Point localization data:

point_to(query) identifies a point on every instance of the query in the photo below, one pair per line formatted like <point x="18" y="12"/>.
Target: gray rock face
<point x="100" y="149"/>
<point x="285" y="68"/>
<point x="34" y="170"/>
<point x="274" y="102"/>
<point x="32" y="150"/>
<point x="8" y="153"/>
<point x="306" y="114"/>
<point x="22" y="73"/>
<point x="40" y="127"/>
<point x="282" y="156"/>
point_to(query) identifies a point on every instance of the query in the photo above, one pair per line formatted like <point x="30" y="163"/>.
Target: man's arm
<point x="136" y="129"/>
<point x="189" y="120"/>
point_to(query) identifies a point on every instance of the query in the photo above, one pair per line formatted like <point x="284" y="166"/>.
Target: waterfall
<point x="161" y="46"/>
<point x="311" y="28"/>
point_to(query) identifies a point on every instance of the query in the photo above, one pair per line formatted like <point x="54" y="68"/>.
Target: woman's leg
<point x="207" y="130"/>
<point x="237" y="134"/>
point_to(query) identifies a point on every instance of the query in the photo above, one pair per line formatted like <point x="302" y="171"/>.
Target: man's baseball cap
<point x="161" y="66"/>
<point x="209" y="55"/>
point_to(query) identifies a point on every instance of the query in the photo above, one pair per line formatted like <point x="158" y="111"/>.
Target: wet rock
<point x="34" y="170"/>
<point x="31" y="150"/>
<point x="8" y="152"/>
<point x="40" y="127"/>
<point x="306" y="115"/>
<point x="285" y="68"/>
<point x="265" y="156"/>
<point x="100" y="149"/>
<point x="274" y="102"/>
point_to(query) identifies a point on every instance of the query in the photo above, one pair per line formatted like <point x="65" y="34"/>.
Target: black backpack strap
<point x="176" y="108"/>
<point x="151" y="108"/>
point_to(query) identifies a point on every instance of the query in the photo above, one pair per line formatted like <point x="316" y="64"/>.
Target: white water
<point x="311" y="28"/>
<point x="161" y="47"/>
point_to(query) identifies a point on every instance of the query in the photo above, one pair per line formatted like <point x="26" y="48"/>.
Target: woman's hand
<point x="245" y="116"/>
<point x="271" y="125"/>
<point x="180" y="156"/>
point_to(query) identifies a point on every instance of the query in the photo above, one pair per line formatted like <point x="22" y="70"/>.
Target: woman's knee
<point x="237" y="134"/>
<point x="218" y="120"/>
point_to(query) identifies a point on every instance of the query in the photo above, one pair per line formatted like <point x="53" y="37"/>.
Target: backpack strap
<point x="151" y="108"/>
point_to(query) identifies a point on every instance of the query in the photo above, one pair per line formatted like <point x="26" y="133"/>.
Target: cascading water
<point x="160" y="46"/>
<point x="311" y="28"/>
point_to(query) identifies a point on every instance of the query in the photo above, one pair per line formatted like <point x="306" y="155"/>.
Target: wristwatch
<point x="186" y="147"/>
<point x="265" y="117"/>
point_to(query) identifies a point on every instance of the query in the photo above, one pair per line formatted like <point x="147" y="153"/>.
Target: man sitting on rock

Task objective: Nothing but the lines from the line that contains "Target: woman's knee" to the last line of the records above should appear in the answer; please copy them exactly.

Task result:
Target: woman's knee
<point x="237" y="134"/>
<point x="218" y="120"/>
point_to(query) identifies a point on every instance of the query in the photo above, one pair per line formatted like <point x="53" y="37"/>.
Target: backpack strap
<point x="151" y="108"/>
point_to(query) identifies a point on every instance of the query in the photo above, one pair per line formatted like <point x="26" y="133"/>.
Target: cascading water
<point x="160" y="46"/>
<point x="311" y="28"/>
point_to(query) identifies a point on every instance of the query in the photo above, one pair per line formatted like <point x="306" y="155"/>.
Target: wristwatch
<point x="186" y="147"/>
<point x="265" y="117"/>
point_to(query) identifies a point on every instance of the query in the photo above, one pair per line formatted like <point x="147" y="153"/>.
Target: man sitting on rock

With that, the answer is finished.